=== Textauszug ===

Entscheidungsstichwort (Thema)
Zusammentreffen einer Unfallwitwenrente und einer Witwenrente aus der gesetzlichen Rentenversicherung. Anrechnung. höchstmögliche Rente. Rentenbeginn. Ergänzung des § 93 Abs 5 SGB 6 durch das WFG. Verfassungsmäßigkeit
Leitsatz (amtlich)
Unter “Rentenbeginn” iS des § 93 Abs 5 S 1 SGB 6 ist jedenfalls der Beginn der anrechnungsfreien Altersrente mit dem höchsten Rentenartfaktor (“höchstmögliche Rente”) – und nicht allein der Beginn der Regelaltersrente – zu verstehen.
Normenkette
SGB VI § 33 Abs. 2, §§ 82, 89, 93 Abs. 5 S. 1 Nr. 1 Fassung: 1996-09-25, § 100; SGB X § 48 Abs. 1 S. 1; WFG Art. 12 Abs. 8; GG Art. 14 Abs. 1, Art. 100; WFG Art. 1 Nr. 17; SGB VI § 93 Abs. 5 Nr. 1 Fassung: 1989-12-18, Abs. 5 S. 2 Fassung: 1996-09-25, S. 3 Fassung: 1996-09-25
Verfahrensgang
Tenor
Auf die Revision der Beklagten wird das Urteil des Landessozialgerichts Nordrhein-Westfalen vom 20. Januar 2000 aufgehoben, soweit es die Berufung der Beklagten gegen das Urteil des Sozialgerichts Dortmund vom 2. April 1996 hinsichtlich des Zeitraums ab 1. August 1996 zurückgewiesen hat; insoweit wird die Klage abgewiesen.
Tatbestand
I
Die Beteiligten streiten über die Anrechnung der der Klägerin von der Beigeladenen gewährten Witwenrente aus der Unfallversicherung auf die Witwenrente aus der Rentenversicherung noch für die Zeit von Juli 1994 bis einschließlich Januar 1997.

=== Aufgabe 1 ===
Zeige jede Zeile der Einträge unten, die die Zeichenfolge „below“ enthält, und beachte dabei die Groß- und Kleinschreibung.
Der Urteilstext und die Einträge sind voneinander unabhängiges Material.

(Zeilen aus einem Datensatz)
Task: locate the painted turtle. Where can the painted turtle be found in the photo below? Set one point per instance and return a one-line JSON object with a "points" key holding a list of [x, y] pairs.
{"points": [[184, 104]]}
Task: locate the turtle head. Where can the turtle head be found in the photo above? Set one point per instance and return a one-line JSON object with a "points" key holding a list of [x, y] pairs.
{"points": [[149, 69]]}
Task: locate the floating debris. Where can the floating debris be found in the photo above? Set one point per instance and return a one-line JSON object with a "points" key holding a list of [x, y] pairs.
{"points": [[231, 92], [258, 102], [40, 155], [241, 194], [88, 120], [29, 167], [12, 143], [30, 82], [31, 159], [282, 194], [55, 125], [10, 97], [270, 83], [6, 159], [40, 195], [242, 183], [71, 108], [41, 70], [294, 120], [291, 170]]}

...

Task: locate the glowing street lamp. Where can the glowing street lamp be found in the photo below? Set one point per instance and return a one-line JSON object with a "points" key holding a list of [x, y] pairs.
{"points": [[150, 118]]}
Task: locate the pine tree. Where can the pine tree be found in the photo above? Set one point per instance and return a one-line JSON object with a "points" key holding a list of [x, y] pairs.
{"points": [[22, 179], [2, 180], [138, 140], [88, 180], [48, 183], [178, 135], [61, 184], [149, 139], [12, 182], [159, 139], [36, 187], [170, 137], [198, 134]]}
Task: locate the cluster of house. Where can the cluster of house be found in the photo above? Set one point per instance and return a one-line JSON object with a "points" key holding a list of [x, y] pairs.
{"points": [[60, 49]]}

=== Aufgabe 2 ===
Übertrage aus dem Urteilstext wörtlich den Abschnitt von „Entscheidungsstichwort (Thema)“ bis einschließlich „Regelaltersrente – zu verstehen.“.

=== Schriftliche Antwort 1 ===
Task: locate the painted turtle. Where can the painted turtle be found in the photo below? Set one point per instance and return a one-line JSON object with a "points" key holding a list of [x, y] pairs.
Task: locate the glowing street lamp. Where can the glowing street lamp be found in the photo below? Set one point per instance and return a one-line JSON object with a "points" key holding a list of [x, y] pairs.

=== Schriftliche Antwort 2 ===
Entscheidungsstichwort (Thema)
Zusammentreffen einer Unfallwitwenrente und einer Witwenrente aus der gesetzlichen Rentenversicherung. Anrechnung. höchstmögliche Rente. Rentenbeginn. Ergänzung des § 93 Abs 5 SGB 6 durch das WFG. Verfassungsmäßigkeit
Leitsatz (amtlich)
Unter “Rentenbeginn” iS des § 93 Abs 5 S 1 SGB 6 ist jedenfalls der Beginn der anrechnungsfreien Altersrente mit dem höchsten Rentenartfaktor (“höchstmögliche Rente”) – und nicht allein der Beginn der Regelaltersrente – zu verstehen.